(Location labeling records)
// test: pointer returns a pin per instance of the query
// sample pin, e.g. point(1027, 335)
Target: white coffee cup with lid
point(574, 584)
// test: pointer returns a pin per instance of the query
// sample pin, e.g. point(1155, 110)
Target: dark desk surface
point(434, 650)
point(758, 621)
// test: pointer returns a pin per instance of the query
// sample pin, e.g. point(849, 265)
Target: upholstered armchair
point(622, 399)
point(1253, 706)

--

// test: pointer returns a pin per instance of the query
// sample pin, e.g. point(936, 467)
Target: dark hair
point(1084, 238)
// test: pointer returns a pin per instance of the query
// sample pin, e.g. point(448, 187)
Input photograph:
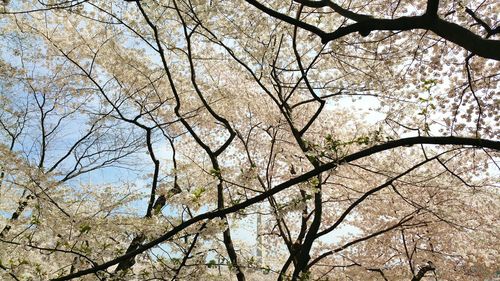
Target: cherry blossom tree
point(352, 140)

## PROBLEM STATEMENT
Pull out every line of the records that contains the string "dark". Letter case matters.

## SOLVED PROBLEM
Target: dark desk surface
Target: dark hair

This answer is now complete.